## Work item
Return the records exactly, with nothing added.

▬▬▬▬▬▬▬▬▬▬

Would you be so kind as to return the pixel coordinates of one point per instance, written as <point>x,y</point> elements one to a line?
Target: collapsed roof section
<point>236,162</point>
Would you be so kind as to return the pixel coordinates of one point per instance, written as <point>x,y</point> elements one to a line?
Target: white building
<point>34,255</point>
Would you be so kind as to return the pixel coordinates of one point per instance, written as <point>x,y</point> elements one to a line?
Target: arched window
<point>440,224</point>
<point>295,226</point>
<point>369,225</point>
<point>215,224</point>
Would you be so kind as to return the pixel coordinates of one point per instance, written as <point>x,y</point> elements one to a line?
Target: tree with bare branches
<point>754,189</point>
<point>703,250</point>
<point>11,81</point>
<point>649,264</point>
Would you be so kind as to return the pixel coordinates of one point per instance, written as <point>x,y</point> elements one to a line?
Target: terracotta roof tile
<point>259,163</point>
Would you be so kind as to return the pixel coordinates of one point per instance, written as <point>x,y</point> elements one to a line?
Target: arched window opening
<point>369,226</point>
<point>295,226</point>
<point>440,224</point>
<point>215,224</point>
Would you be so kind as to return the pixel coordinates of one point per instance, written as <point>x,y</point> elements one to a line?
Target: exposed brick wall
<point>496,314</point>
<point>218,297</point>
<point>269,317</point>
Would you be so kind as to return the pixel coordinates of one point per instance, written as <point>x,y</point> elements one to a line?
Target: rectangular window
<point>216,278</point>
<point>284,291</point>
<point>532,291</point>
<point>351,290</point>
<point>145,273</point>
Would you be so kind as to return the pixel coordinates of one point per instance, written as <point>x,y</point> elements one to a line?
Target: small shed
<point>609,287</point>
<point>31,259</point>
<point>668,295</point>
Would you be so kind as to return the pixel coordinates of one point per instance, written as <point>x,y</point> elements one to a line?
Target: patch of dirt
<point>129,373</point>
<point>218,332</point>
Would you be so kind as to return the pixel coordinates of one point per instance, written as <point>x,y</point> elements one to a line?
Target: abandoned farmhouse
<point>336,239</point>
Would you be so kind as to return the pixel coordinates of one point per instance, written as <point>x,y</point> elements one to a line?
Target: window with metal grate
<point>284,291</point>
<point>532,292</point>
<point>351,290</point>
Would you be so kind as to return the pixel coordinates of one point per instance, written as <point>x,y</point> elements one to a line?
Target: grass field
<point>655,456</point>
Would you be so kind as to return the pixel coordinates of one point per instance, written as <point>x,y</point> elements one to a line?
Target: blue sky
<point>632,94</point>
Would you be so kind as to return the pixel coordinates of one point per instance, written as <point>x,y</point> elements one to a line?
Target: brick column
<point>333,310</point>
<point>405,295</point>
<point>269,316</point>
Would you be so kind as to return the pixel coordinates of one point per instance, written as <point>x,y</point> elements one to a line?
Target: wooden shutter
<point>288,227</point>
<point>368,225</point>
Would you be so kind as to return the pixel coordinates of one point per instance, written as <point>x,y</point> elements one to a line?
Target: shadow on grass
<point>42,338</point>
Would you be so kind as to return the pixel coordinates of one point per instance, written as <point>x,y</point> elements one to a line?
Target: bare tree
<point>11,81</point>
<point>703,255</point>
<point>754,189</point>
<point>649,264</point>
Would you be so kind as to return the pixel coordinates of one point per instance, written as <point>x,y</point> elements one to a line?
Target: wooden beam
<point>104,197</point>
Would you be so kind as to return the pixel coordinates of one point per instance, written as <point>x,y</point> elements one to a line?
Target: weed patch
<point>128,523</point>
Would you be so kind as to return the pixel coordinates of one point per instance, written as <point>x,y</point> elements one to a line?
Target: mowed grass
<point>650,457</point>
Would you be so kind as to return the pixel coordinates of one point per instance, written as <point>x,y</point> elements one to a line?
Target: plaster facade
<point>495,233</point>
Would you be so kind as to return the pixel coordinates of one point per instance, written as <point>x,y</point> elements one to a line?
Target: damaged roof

▬▬▬▬▬▬▬▬▬▬

## Exercise result
Would you be so kind as to return the pixel coordinates of one point per instance, written as <point>x,y</point> elements one to a line?
Target: collapsed roof section
<point>236,162</point>
Would you be so kind as to return the pixel coordinates of one point per instance, written as <point>x,y</point> elements one to a line?
Target: white building
<point>34,255</point>
Would you be so kind as to return the pixel coordinates of one point per instance, written as <point>x,y</point> elements one to a line?
Target: arched window
<point>440,224</point>
<point>295,226</point>
<point>369,225</point>
<point>215,224</point>
Would you be so kind as to return the pixel coordinates of one point per instance, written as <point>x,y</point> elements one to a line?
Target: tree with bare branches
<point>754,189</point>
<point>703,250</point>
<point>11,81</point>
<point>649,264</point>
Would you be so kind as to return the pixel coordinates of one point per instance, written as <point>x,y</point> elements one to a line?
Target: terracotta roof tile
<point>259,163</point>
Would you be so kind as to return the pixel coordinates of one point per instance, written as <point>x,y</point> elements one to a line?
Target: arched window opening
<point>369,226</point>
<point>295,226</point>
<point>440,224</point>
<point>215,224</point>
Would you be so kind as to return the pixel coordinates of one point per instance, written as <point>x,y</point> elements one to a line?
Target: exposed brick wall
<point>496,314</point>
<point>218,297</point>
<point>269,317</point>
Would you be so kind as to return the pixel coordinates of one point per instance, written as <point>x,y</point> elements one to a line?
Target: rectangular window
<point>216,278</point>
<point>284,291</point>
<point>532,291</point>
<point>351,290</point>
<point>145,273</point>
Would you be so kind as to return the pixel coordinates of one point per instance, written as <point>x,y</point> elements one to a line?
Target: small shed
<point>609,287</point>
<point>31,259</point>
<point>668,295</point>
Would you be so kind as to return the pixel coordinates of one point per instance, written as <point>x,y</point> elements one to a line?
Target: patch of dirt
<point>129,373</point>
<point>218,332</point>
Would you be so kind as to return the pixel coordinates of one point per instance, written as <point>x,y</point> elements one to a line?
Target: abandoned farmhouse
<point>336,239</point>
Would you be so kind as to return the pixel coordinates of one point per instance, written as <point>x,y</point> elements one to a line?
Target: window with metal grate
<point>284,291</point>
<point>532,292</point>
<point>351,290</point>
Would you be so kind as to return the pixel coordinates of one point per instance, written as <point>x,y</point> elements one to a line?
Target: grass field
<point>655,456</point>
Would you be so kind as to return the pixel coordinates of one point per instance, written as <point>x,y</point> elements one to a line?
Target: blue sky
<point>632,94</point>
Would you be so kind as to return the pixel coordinates of one point per instance, written as <point>x,y</point> elements one to a line?
Target: brick column
<point>333,310</point>
<point>405,295</point>
<point>269,316</point>
Would you be so kind as to return the pixel coordinates of one point per instance, written as <point>x,y</point> elements one to a line?
Target: wooden shutter
<point>288,227</point>
<point>368,225</point>
Would you be so kind as to return the pixel coordinates of one point per instance, written as <point>x,y</point> elements one to a line?
Target: shadow on grass
<point>42,338</point>
Would you be so kind as to return the pixel coordinates of one point per instance, written as <point>x,y</point> elements one to a line?
Target: bare tree
<point>11,81</point>
<point>703,255</point>
<point>754,189</point>
<point>649,264</point>
Would you be so kind as to return the pixel coordinates of one point per instance, written as <point>x,y</point> elements one to a line?
Target: wooden beam
<point>104,197</point>
Would you be so kind as to return the pixel coordinates of one point per instance, written as <point>x,y</point> elements one to a line?
Target: weed patch
<point>128,523</point>
Would you be so kind as to return the pixel coordinates of one point per instance, written as <point>x,y</point> elements one to a line?
Target: mowed grass
<point>650,457</point>
Would you be so kind as to return the pixel coordinates of one point per instance, written as <point>x,y</point> elements one to a line?
Target: plaster facade
<point>495,233</point>
Would you be so kind as to return the pixel coordinates of one point per instance, written as <point>x,y</point> elements one to a line?
Target: damaged roof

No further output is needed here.